Aim> Show every line of the material that contains the word "wooden", copying each line in full.

Material for this task>
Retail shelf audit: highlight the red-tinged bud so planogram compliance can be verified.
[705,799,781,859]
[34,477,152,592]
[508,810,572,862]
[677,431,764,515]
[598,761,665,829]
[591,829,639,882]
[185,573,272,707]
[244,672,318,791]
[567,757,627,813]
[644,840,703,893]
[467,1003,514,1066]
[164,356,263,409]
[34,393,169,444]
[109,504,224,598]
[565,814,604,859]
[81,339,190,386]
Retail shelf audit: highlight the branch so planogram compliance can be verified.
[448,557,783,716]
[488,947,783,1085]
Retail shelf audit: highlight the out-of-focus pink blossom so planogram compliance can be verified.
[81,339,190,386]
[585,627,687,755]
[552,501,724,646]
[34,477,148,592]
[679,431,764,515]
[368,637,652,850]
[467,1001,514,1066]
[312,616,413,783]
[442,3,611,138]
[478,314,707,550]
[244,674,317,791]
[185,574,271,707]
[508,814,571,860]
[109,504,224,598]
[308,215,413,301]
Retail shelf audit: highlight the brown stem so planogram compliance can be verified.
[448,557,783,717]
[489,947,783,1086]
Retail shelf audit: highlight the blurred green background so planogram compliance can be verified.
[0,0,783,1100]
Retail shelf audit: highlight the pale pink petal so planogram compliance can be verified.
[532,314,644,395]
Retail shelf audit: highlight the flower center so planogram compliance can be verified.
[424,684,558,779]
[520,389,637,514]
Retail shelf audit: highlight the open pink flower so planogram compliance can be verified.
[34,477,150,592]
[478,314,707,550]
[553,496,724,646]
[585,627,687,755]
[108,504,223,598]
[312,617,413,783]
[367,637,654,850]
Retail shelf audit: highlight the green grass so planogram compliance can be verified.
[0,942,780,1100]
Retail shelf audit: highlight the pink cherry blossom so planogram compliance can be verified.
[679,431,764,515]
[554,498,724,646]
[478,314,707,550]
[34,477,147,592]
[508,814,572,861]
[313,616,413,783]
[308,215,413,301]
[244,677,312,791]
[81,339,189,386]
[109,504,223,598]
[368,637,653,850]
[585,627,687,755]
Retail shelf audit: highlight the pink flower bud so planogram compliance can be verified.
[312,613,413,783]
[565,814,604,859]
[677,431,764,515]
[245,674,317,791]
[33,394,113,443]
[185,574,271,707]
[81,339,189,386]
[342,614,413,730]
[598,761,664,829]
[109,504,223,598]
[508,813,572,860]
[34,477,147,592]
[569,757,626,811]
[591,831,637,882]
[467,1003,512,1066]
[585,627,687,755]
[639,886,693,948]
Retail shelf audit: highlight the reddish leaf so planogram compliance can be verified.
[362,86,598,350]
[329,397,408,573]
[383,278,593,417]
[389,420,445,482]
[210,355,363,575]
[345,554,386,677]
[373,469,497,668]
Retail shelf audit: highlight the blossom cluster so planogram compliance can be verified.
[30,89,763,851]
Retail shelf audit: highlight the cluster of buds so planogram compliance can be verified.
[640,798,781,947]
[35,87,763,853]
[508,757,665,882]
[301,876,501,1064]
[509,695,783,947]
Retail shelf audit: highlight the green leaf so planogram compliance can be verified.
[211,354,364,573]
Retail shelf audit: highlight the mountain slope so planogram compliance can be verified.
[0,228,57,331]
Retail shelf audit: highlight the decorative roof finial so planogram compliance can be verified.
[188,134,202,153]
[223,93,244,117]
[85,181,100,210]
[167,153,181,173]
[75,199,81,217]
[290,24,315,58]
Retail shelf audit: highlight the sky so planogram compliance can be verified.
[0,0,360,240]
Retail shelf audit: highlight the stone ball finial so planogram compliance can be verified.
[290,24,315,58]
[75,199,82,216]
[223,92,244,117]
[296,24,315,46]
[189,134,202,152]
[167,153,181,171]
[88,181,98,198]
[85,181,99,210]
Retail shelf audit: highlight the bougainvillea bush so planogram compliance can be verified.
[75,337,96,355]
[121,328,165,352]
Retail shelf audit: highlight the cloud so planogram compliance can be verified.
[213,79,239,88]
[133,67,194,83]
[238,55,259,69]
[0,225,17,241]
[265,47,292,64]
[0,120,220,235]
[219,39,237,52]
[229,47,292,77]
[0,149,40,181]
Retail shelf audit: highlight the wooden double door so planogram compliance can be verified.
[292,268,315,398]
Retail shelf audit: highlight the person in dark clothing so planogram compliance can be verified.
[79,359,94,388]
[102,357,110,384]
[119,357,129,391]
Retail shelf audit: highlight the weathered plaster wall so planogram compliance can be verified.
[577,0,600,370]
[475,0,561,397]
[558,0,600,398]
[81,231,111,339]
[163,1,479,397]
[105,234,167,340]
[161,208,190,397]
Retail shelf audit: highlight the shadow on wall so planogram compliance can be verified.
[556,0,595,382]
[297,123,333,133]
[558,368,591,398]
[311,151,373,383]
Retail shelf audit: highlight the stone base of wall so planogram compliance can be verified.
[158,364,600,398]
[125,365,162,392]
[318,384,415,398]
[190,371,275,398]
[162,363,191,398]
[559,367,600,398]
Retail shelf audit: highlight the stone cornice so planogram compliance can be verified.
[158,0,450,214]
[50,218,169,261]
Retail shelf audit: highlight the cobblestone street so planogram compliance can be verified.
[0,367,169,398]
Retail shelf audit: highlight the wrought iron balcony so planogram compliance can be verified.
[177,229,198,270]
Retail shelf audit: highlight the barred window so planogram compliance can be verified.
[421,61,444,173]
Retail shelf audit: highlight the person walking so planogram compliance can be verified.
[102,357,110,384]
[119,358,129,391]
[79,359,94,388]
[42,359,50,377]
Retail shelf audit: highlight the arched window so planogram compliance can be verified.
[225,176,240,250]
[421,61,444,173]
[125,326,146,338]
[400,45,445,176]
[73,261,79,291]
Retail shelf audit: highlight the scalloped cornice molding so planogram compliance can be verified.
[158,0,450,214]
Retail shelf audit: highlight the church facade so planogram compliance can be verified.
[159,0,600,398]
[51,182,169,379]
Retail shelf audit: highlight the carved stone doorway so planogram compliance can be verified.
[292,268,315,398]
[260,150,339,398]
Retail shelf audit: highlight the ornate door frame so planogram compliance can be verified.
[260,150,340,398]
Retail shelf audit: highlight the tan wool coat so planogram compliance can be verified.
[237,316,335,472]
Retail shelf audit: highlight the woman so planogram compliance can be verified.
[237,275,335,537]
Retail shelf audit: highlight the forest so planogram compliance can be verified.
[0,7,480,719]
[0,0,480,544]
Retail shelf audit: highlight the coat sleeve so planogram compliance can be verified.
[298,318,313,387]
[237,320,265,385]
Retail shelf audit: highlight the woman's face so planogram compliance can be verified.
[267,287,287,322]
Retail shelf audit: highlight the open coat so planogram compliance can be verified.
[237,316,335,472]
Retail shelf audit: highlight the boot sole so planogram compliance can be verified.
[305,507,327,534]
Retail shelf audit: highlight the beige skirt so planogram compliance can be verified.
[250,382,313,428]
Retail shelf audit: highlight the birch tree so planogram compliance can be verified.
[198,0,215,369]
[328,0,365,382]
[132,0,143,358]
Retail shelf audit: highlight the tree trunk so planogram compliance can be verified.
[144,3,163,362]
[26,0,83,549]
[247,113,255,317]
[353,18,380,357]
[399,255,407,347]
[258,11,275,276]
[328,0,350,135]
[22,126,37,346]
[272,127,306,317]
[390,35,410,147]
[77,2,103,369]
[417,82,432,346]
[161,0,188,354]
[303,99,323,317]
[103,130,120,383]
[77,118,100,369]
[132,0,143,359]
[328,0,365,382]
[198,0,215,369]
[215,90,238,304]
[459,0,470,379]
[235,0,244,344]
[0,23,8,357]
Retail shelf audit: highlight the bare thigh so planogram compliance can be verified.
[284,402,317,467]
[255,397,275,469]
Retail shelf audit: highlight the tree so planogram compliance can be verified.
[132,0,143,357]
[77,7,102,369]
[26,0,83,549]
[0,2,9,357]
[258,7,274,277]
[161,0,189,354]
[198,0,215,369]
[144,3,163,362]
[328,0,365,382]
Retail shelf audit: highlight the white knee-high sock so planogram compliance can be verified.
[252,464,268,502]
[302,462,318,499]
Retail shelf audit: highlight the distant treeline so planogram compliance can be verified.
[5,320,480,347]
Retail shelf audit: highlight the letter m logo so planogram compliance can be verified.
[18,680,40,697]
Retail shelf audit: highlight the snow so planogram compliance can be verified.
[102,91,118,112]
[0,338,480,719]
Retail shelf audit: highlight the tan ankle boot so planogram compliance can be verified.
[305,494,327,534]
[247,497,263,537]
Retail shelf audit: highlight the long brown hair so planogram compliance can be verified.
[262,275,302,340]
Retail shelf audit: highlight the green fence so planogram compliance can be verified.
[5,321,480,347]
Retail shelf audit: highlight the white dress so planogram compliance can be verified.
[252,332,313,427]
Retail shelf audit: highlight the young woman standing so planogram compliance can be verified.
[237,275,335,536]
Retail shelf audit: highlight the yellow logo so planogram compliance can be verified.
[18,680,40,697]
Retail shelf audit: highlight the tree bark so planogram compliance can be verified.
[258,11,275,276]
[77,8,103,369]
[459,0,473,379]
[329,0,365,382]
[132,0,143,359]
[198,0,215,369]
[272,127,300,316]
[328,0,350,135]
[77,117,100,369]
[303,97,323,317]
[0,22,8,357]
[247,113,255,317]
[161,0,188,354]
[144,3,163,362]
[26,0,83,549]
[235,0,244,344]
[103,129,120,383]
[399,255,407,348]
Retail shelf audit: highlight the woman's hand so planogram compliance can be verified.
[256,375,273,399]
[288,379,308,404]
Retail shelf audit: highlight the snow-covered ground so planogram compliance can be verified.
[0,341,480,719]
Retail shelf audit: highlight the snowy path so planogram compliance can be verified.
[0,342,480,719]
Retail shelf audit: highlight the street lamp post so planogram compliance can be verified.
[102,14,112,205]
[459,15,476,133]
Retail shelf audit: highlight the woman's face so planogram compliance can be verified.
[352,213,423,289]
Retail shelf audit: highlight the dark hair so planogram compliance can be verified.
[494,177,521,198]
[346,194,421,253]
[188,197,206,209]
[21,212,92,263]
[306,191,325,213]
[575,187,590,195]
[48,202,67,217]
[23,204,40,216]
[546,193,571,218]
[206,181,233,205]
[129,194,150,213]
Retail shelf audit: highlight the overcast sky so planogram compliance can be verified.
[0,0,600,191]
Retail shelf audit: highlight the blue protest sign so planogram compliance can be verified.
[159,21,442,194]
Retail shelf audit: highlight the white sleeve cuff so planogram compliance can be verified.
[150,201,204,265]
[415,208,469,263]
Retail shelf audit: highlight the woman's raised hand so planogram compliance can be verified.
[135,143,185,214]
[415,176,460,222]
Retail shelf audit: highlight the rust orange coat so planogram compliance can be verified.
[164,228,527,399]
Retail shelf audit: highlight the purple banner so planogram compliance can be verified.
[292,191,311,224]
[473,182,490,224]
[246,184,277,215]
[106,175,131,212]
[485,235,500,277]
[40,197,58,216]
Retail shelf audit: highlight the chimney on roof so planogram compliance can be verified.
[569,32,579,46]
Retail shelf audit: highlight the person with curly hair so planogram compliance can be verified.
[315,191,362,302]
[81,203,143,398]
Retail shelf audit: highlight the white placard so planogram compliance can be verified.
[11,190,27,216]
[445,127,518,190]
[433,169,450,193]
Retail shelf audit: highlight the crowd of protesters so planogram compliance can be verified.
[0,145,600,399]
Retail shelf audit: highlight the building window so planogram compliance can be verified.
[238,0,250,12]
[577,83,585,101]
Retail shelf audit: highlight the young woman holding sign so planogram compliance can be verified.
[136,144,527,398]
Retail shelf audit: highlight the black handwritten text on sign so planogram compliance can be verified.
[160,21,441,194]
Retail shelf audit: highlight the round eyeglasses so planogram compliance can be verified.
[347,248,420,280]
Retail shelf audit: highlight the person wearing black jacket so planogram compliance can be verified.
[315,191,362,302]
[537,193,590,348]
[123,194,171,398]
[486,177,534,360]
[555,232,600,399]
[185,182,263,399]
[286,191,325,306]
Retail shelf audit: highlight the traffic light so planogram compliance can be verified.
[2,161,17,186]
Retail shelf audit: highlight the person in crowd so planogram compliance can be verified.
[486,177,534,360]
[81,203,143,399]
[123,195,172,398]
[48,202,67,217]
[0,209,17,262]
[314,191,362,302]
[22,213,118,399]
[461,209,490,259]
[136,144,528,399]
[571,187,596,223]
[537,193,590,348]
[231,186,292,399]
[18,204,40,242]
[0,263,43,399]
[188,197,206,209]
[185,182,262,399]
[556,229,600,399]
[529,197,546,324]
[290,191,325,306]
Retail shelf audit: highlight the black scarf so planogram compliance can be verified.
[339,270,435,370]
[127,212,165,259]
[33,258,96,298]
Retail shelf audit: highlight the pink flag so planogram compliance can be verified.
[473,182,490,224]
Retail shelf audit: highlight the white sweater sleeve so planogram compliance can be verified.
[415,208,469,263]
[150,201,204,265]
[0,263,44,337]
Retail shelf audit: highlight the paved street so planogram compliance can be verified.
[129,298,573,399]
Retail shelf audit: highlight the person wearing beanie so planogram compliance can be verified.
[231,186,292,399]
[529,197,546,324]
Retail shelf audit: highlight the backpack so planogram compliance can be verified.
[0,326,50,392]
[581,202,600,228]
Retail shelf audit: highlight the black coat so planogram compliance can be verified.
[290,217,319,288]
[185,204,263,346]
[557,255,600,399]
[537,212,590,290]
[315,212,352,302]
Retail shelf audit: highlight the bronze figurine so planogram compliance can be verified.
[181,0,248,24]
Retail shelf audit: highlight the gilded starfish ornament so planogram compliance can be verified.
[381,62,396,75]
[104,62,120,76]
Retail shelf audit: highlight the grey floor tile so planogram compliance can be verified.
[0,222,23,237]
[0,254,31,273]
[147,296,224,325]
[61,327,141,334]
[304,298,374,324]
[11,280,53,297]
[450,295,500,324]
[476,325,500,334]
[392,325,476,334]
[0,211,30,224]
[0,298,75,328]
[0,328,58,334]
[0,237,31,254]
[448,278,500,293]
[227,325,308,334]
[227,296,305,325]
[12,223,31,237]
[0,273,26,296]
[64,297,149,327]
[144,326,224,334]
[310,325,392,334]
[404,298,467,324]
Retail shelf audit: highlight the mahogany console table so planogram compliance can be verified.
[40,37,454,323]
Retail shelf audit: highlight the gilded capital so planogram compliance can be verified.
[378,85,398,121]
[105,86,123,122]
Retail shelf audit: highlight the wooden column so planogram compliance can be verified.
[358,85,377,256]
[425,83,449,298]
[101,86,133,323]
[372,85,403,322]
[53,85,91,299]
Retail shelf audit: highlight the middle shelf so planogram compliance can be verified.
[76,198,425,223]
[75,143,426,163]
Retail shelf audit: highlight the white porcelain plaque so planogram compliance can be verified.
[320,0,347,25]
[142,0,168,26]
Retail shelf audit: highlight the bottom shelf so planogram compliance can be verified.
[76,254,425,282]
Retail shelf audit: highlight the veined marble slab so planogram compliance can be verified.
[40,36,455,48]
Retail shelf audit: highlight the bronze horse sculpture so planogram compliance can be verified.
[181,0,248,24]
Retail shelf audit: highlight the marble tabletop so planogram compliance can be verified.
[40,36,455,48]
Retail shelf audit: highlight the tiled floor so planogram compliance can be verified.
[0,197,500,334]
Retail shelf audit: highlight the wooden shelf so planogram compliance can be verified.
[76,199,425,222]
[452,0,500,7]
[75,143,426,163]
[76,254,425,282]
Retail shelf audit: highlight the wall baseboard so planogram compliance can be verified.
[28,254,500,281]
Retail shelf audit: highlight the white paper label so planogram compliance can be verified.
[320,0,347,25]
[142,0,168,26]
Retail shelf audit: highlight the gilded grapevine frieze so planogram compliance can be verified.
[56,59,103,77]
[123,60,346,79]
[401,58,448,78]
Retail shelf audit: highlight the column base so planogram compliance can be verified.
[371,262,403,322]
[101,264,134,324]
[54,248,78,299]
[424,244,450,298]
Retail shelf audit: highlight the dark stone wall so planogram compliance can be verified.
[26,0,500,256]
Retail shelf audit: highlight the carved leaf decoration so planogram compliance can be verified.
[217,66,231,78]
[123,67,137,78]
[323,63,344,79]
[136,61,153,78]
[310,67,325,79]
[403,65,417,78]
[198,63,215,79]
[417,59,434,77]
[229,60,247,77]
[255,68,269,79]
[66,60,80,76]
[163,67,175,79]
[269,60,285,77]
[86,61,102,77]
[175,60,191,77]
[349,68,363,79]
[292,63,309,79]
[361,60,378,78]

Answer for this exercise>
Retail shelf audit: highlight the wooden double door so planogram compliance can be verified.
Retail shelf audit: highlight the wooden column so planogram compliance can be verified.
Retail shelf audit: highlight the wooden shelf so planogram compliance can be verified.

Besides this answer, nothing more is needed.